- THE TASK -
Below is a set of entries. Print the line that contains "Would you kindly locate the pond" and every later line word for word, through the final one.

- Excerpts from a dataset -
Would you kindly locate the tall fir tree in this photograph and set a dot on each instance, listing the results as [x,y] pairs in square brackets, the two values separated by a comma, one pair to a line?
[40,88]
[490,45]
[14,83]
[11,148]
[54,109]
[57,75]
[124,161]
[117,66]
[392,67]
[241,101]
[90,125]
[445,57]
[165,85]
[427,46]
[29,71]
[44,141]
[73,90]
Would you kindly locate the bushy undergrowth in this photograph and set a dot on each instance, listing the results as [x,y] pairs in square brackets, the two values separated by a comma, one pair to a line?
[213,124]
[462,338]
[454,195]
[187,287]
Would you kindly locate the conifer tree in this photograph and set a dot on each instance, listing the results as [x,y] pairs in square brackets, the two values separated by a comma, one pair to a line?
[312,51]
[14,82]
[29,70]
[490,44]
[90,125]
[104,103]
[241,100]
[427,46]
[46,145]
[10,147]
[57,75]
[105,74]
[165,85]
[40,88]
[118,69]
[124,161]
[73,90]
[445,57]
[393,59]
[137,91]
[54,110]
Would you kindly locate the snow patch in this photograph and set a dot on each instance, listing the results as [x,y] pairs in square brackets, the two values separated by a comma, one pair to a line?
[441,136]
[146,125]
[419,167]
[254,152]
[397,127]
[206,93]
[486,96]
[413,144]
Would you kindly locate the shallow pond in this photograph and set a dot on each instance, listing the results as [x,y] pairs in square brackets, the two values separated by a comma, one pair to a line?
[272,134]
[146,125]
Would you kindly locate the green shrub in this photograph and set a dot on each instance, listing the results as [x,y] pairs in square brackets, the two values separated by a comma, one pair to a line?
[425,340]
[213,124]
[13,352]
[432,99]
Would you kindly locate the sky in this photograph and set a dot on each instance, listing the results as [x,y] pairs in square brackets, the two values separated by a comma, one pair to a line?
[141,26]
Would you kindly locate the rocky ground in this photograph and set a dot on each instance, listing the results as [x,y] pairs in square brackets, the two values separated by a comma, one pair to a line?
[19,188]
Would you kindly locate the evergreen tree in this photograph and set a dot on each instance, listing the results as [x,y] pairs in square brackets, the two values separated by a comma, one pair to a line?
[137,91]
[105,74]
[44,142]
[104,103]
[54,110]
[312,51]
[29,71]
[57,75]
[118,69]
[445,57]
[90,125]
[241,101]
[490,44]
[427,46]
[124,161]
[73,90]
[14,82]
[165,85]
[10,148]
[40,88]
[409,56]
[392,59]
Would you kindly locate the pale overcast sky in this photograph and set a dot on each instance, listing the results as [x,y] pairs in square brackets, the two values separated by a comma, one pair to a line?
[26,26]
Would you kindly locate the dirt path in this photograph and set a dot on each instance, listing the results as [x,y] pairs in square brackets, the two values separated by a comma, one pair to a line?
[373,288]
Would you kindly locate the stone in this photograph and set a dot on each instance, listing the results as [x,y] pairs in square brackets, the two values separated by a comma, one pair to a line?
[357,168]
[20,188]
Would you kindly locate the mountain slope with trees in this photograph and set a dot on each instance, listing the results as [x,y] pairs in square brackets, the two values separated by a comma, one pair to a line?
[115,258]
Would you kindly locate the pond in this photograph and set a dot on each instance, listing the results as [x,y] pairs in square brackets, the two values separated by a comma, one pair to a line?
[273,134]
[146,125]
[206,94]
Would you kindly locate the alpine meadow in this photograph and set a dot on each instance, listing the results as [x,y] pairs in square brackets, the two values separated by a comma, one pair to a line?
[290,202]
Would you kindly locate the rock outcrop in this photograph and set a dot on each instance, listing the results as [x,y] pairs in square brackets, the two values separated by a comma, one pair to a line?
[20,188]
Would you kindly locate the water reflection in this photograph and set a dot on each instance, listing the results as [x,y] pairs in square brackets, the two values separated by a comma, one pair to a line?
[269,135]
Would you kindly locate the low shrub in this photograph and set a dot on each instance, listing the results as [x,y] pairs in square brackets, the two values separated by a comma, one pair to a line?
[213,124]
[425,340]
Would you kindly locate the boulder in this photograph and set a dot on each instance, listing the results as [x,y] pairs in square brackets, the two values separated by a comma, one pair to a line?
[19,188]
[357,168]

- RESULT OF THIS EXERCISE -
Would you kindly locate the pond in this photograph and set a dot on each instance, listing the results as [x,y] pairs in square brackets, the two values separated by a comma, one pair to a line?
[273,134]
[146,125]
[206,94]
Would you kindly locate the alpine meadow in this photograph and set a dot on each instance, listing the results as [x,y] pairs in square brackets, the two values separated by a comma, one pair to a line?
[290,202]
Would you kindly locate the rock outcrop in this photograph and set a dot on each instance, listing the results as [x,y] pairs in square brackets, the two values separated by a comma, one pair to a line?
[20,188]
Would you kindly locate the water reflection in this photograph and set a dot on each instance, listing the results as [x,y] pairs in square brackets, the two values separated by a comma, one pair to a line?
[269,135]
Would you kindly locate the low shrub in this photograph and set a dot on each instance, listing the results as [x,y] pairs in square brackets, the two values separated by a comma, one pair to a line?
[213,124]
[425,340]
Would you kindly locate the boulder in this photograph and set a dot on each instance, listing the results as [x,y] pairs in square brackets, the two values separated by a comma, one pair to a line?
[19,188]
[357,168]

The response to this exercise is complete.